MATERIAL PROVIDED below:

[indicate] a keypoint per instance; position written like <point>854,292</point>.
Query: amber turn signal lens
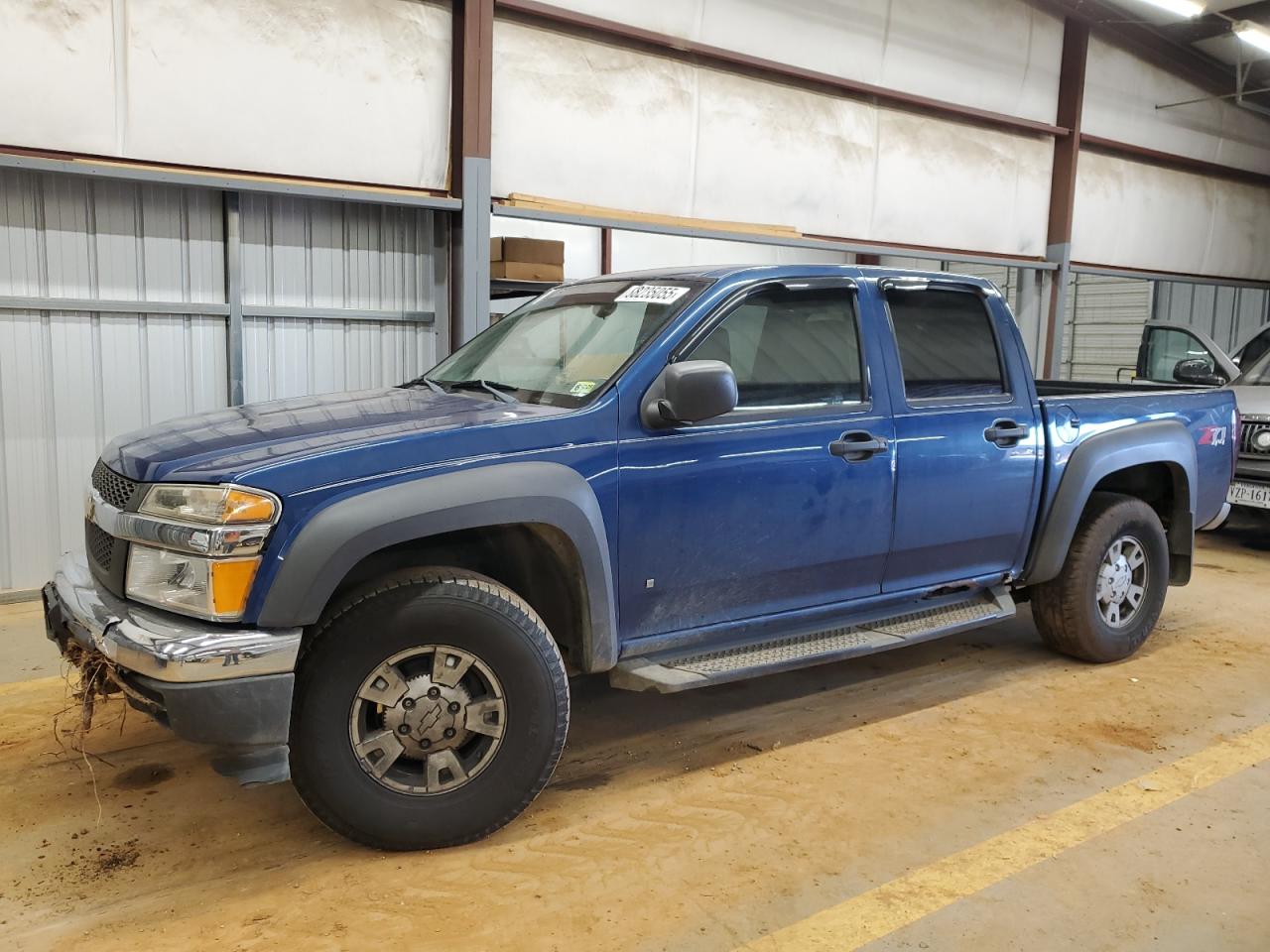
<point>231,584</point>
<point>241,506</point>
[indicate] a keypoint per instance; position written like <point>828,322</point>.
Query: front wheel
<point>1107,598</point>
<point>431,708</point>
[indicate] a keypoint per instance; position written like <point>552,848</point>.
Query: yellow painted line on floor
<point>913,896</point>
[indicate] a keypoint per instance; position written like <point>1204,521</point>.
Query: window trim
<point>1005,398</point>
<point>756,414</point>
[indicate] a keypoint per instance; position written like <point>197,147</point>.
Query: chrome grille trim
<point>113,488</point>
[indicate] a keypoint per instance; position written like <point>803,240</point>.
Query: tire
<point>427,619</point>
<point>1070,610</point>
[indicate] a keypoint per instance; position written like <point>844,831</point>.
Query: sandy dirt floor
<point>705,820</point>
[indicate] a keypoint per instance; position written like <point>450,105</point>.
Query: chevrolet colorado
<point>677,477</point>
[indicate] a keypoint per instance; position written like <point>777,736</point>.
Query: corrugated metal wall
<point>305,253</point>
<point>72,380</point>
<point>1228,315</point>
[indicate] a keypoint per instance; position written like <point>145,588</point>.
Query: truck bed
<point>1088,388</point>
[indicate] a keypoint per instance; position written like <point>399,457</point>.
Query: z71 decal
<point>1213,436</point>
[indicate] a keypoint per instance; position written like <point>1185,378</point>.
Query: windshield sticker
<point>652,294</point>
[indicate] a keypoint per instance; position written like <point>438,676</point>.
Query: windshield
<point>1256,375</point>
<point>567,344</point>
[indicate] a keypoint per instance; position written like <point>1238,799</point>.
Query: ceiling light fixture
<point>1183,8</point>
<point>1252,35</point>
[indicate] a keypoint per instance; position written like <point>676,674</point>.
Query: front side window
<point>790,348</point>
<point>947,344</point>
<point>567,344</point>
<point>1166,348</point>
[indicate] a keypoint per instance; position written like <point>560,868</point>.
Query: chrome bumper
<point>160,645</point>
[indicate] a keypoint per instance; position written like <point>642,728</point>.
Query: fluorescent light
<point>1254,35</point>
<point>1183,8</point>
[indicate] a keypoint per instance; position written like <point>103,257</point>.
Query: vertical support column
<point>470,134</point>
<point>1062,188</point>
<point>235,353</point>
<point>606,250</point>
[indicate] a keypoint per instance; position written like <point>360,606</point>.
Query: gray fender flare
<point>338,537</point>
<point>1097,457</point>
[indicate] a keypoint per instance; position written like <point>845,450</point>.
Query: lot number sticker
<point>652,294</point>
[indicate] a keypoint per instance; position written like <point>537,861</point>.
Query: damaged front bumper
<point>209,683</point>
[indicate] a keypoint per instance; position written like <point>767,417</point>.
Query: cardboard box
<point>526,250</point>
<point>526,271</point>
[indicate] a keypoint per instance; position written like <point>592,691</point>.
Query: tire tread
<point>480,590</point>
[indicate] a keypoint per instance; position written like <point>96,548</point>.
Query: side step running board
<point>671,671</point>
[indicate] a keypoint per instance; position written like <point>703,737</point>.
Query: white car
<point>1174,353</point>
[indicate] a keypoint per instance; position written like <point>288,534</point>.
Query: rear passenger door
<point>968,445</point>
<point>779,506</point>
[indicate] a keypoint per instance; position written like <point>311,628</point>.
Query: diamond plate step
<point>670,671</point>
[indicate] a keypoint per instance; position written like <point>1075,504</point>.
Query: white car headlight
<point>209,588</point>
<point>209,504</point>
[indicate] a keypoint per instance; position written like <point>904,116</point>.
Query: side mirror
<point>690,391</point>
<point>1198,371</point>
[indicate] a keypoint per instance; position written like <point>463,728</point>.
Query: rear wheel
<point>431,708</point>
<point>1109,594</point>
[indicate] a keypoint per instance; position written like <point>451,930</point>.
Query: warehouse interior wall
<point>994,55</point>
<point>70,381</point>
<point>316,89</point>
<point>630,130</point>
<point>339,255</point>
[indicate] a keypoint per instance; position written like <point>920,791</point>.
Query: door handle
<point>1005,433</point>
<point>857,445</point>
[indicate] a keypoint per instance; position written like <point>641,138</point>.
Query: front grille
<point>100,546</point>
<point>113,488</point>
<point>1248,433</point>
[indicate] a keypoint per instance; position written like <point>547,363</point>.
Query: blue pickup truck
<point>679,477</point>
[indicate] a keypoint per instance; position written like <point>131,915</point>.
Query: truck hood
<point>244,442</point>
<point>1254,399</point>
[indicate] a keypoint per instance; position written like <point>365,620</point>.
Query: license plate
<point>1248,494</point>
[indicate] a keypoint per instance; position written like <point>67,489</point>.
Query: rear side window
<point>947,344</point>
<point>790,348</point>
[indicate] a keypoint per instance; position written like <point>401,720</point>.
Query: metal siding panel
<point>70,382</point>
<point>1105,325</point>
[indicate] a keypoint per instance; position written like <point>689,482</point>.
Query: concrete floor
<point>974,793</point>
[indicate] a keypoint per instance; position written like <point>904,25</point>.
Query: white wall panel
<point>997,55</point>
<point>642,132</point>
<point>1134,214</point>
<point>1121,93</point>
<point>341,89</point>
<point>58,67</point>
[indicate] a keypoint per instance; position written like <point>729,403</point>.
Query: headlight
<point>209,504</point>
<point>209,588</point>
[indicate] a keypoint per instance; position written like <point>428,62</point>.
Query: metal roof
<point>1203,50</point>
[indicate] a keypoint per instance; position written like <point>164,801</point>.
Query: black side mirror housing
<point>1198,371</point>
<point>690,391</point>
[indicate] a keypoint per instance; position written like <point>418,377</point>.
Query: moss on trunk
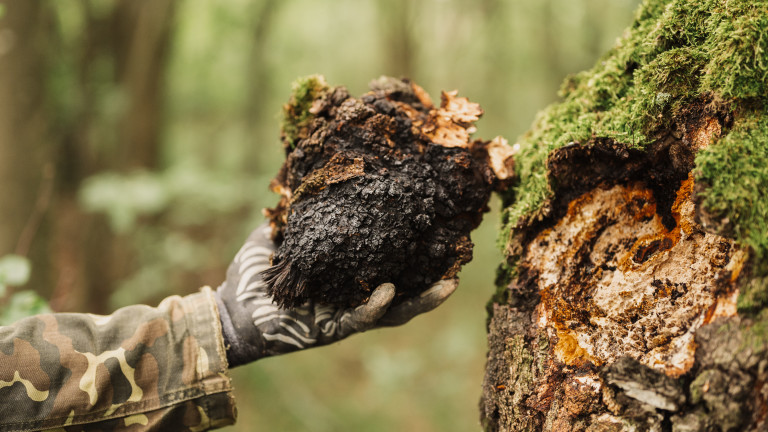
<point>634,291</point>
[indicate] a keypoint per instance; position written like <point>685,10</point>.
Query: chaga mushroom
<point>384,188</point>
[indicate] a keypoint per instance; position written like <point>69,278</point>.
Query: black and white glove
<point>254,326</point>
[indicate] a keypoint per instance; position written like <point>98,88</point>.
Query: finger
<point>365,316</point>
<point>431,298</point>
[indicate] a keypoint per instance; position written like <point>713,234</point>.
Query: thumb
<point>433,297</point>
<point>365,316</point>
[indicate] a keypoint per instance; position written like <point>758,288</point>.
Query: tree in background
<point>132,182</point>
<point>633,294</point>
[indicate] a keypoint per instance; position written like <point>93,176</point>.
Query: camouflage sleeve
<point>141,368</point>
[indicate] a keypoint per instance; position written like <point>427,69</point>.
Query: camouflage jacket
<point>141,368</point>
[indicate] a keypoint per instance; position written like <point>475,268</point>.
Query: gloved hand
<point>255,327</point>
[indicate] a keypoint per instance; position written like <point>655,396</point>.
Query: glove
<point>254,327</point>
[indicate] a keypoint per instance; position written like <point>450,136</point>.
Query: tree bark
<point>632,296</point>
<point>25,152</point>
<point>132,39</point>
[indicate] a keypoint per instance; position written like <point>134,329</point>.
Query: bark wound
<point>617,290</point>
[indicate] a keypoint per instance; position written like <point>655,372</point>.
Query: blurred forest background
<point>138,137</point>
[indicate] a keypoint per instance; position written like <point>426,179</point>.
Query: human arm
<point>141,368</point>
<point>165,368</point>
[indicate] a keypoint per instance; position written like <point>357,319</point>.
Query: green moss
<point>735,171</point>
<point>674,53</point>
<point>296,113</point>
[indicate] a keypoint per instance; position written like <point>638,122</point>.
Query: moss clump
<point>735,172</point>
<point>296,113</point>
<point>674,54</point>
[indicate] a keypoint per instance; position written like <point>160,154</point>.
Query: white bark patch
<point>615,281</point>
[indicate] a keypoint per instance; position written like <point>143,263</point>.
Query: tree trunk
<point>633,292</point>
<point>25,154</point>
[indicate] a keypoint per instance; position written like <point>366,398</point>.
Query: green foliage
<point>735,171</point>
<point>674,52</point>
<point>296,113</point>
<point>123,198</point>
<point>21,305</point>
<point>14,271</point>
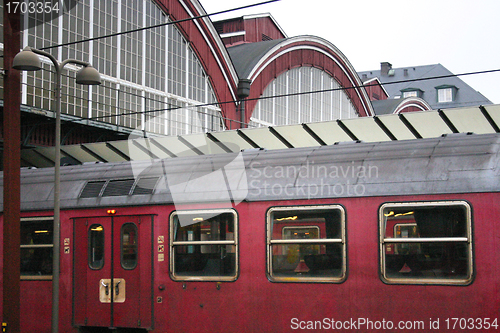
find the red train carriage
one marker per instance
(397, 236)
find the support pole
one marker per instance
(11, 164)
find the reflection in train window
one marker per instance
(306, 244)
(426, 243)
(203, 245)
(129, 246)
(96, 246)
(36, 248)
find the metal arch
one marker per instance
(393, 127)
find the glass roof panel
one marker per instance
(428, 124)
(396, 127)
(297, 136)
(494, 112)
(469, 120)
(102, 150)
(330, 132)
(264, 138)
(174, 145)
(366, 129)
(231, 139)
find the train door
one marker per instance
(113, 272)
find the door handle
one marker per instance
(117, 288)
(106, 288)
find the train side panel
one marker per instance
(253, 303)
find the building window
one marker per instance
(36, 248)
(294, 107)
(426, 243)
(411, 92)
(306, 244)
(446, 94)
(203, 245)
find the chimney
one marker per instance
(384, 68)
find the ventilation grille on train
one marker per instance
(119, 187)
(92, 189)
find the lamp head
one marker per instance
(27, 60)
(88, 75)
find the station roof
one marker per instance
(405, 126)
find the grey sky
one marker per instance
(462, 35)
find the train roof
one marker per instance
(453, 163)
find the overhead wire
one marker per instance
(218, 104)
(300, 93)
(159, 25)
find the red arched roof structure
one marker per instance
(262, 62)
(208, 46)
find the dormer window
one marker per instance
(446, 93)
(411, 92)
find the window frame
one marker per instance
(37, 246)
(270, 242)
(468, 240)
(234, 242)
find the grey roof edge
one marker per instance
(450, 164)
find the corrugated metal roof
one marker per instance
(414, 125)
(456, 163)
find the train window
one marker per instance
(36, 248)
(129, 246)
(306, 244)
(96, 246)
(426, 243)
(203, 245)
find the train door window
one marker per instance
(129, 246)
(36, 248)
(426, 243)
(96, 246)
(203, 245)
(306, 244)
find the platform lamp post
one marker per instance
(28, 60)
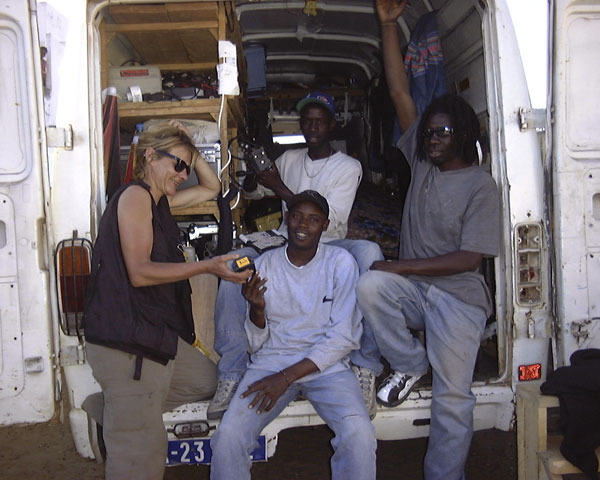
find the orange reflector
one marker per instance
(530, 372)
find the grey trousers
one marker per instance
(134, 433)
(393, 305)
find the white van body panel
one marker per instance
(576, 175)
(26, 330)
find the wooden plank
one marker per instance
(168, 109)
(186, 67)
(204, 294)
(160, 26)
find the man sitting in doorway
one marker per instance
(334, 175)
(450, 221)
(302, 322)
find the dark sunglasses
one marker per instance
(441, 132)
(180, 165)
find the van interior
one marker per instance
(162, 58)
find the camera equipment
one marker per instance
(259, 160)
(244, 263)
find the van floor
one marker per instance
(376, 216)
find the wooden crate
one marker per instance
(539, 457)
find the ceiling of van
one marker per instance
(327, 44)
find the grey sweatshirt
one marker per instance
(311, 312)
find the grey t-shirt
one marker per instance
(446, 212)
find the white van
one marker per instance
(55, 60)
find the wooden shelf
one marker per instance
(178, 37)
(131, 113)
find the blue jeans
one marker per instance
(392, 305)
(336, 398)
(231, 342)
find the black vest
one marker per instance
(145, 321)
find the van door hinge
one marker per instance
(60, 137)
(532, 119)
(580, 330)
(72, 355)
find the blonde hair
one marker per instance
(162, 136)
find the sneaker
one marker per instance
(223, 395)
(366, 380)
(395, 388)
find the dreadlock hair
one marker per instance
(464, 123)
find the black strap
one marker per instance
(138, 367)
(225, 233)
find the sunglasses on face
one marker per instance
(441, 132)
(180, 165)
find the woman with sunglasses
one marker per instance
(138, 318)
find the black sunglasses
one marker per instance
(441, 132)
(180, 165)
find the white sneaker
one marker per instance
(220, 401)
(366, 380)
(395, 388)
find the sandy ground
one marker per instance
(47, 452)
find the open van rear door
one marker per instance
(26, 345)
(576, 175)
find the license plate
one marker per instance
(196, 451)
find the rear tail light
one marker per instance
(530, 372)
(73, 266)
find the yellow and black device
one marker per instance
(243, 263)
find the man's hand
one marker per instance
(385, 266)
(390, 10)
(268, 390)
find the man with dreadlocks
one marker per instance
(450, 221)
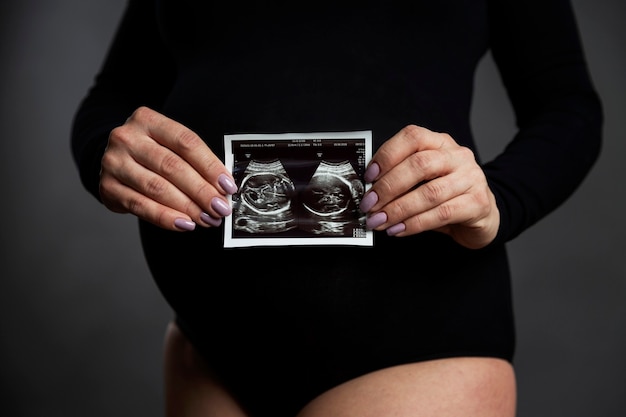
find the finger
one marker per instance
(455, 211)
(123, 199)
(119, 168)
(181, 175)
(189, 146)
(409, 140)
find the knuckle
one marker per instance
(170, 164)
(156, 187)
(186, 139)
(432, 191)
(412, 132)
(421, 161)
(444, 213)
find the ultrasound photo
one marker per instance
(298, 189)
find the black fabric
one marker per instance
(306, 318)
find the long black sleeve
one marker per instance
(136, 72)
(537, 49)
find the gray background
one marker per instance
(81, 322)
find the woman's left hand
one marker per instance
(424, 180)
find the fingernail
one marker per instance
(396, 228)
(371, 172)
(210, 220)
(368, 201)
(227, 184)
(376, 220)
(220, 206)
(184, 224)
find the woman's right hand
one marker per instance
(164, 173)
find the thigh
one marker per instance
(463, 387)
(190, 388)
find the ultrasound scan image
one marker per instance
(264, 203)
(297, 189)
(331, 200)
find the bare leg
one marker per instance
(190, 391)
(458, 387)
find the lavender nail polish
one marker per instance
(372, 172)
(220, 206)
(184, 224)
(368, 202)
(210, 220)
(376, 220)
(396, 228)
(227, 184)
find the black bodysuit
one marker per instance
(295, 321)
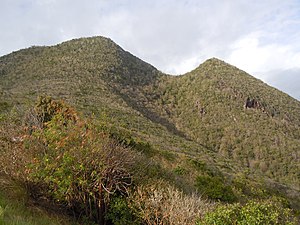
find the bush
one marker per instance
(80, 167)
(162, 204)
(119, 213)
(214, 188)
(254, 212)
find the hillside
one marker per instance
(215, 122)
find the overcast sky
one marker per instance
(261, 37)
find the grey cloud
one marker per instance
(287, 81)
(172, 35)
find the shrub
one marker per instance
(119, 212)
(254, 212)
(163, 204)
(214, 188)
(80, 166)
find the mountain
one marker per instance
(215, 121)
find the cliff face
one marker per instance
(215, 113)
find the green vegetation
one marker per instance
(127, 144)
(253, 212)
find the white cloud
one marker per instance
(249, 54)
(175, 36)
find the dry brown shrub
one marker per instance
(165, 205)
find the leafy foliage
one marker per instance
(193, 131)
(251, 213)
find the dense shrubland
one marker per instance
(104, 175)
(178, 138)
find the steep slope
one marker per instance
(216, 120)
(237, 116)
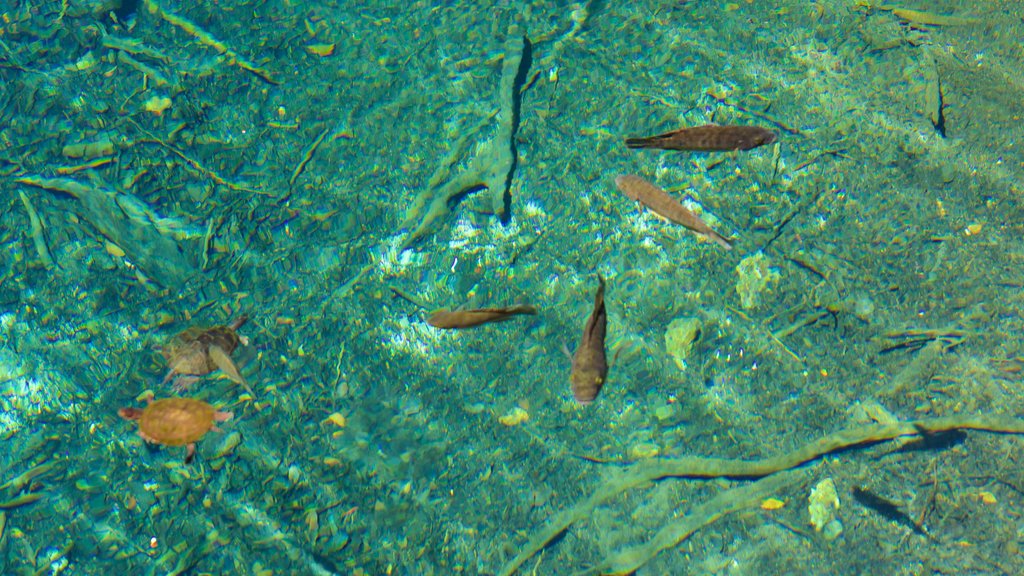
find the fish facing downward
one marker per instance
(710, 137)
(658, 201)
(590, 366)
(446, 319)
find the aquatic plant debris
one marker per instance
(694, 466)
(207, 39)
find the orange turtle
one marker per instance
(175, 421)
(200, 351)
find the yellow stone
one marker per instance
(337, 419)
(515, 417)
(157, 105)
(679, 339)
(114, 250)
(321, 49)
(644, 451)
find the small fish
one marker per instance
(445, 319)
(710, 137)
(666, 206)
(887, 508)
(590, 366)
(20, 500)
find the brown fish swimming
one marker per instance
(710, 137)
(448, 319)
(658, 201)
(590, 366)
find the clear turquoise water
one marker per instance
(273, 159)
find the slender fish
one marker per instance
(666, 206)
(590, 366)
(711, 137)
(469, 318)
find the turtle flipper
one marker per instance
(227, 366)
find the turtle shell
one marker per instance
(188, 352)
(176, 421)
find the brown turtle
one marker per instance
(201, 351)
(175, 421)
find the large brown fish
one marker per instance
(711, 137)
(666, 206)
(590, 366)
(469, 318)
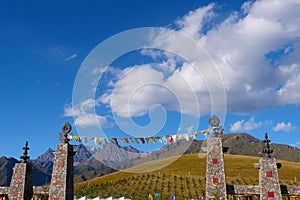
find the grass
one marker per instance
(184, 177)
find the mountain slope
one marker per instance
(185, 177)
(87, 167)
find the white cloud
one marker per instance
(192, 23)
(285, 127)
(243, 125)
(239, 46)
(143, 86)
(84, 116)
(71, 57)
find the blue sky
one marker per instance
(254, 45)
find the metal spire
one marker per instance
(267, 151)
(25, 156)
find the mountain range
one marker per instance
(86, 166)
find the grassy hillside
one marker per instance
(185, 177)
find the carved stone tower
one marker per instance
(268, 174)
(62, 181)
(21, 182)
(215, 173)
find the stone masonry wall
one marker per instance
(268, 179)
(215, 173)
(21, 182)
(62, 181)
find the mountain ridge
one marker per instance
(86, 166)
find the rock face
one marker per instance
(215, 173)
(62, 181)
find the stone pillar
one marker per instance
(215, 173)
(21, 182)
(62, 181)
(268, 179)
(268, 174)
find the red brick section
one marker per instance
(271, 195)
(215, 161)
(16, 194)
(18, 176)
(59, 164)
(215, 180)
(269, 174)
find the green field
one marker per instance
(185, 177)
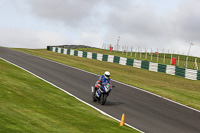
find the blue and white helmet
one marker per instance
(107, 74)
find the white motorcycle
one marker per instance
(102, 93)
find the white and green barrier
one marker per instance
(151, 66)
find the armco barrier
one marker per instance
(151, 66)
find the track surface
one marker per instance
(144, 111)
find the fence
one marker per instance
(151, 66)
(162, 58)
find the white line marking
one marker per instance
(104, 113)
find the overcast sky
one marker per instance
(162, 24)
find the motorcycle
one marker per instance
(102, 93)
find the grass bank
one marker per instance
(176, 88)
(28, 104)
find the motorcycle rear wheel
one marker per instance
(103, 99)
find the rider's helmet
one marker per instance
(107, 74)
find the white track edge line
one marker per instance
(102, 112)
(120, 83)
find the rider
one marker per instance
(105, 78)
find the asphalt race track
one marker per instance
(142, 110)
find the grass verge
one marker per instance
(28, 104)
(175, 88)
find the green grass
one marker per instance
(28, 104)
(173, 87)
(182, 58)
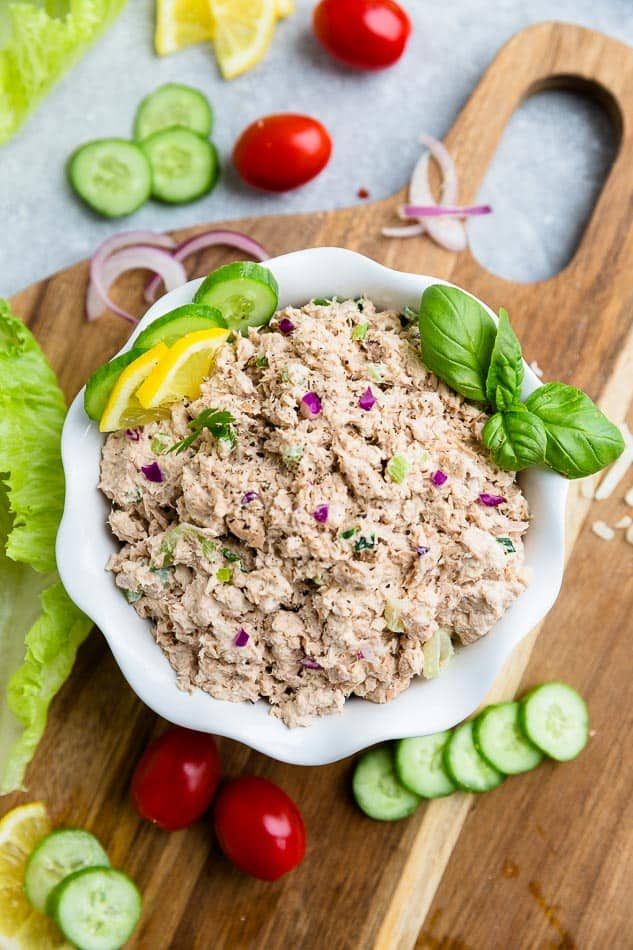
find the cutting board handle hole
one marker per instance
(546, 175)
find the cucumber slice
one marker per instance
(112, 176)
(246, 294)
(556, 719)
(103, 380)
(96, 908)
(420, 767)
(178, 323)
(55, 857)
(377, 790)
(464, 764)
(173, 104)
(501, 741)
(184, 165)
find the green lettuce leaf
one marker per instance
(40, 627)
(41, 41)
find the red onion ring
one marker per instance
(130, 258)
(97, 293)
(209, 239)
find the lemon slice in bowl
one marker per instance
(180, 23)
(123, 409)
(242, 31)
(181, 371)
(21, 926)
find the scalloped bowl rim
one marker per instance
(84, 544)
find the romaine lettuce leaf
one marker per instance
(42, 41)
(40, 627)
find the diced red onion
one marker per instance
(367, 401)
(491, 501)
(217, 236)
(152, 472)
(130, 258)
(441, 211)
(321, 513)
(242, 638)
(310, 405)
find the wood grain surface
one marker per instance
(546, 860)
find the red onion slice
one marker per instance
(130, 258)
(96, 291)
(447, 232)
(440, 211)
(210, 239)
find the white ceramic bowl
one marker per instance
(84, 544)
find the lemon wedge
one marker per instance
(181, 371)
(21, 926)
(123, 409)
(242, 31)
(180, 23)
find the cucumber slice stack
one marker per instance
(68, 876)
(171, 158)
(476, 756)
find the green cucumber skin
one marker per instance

End of MATERIAL PROVIDED.

■ WORK ITEM
All lines in the entries above that include "sunglasses" should be found and copied.

■ RESULT OF THIS EXERCISE
find the dark sunglasses
find the sunglasses on face
find the woman with sunglasses
find the black sunglasses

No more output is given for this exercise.